**Data records**

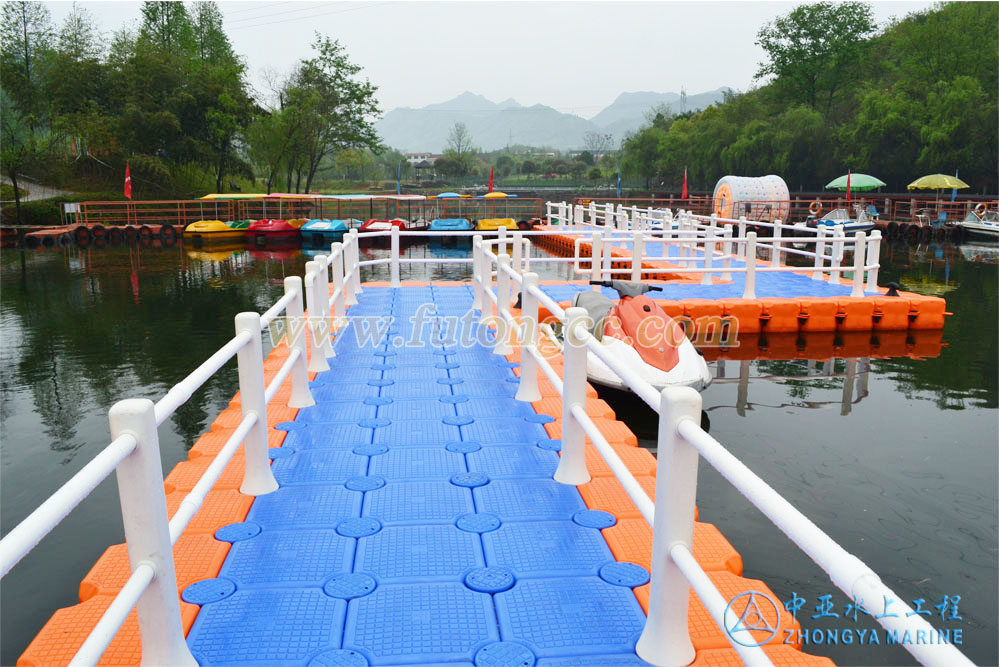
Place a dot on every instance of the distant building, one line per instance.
(416, 158)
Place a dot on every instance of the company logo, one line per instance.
(749, 612)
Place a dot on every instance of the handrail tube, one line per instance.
(275, 310)
(114, 616)
(645, 505)
(258, 479)
(847, 572)
(572, 464)
(147, 530)
(301, 396)
(192, 502)
(280, 376)
(33, 528)
(183, 390)
(713, 601)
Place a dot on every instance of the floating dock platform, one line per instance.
(416, 523)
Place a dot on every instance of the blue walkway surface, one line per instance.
(417, 522)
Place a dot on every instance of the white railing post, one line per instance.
(503, 328)
(742, 234)
(727, 253)
(528, 388)
(596, 258)
(258, 478)
(873, 260)
(339, 301)
(147, 532)
(317, 353)
(820, 251)
(859, 258)
(517, 261)
(572, 464)
(775, 250)
(666, 639)
(709, 255)
(837, 254)
(637, 250)
(394, 257)
(477, 272)
(349, 265)
(322, 287)
(301, 397)
(355, 258)
(749, 292)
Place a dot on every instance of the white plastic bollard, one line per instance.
(775, 251)
(709, 255)
(301, 396)
(820, 251)
(859, 257)
(339, 300)
(596, 258)
(837, 254)
(666, 639)
(572, 464)
(147, 532)
(727, 253)
(258, 479)
(317, 354)
(394, 257)
(873, 260)
(502, 343)
(477, 281)
(349, 296)
(742, 234)
(749, 292)
(637, 250)
(528, 388)
(355, 254)
(322, 287)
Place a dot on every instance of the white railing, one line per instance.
(134, 455)
(708, 245)
(665, 640)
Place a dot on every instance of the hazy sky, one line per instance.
(573, 56)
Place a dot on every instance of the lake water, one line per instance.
(904, 476)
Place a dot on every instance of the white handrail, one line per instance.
(665, 640)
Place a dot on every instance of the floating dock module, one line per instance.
(416, 523)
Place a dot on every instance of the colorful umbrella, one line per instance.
(938, 182)
(857, 182)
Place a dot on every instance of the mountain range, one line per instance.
(494, 125)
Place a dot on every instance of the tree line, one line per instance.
(170, 98)
(917, 97)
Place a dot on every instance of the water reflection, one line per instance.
(886, 440)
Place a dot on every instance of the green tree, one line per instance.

**Exercise description**
Shift every coordinate in the answers by -17 and write out the material again, requests included, from the line with "Place a dot on every instance of the water" to the end of the material.

**Task solution**
Place a dot on every instance of the water reflection, one line per instance.
(869, 423)
Place a dot on every instance of the green tree, one line per instance.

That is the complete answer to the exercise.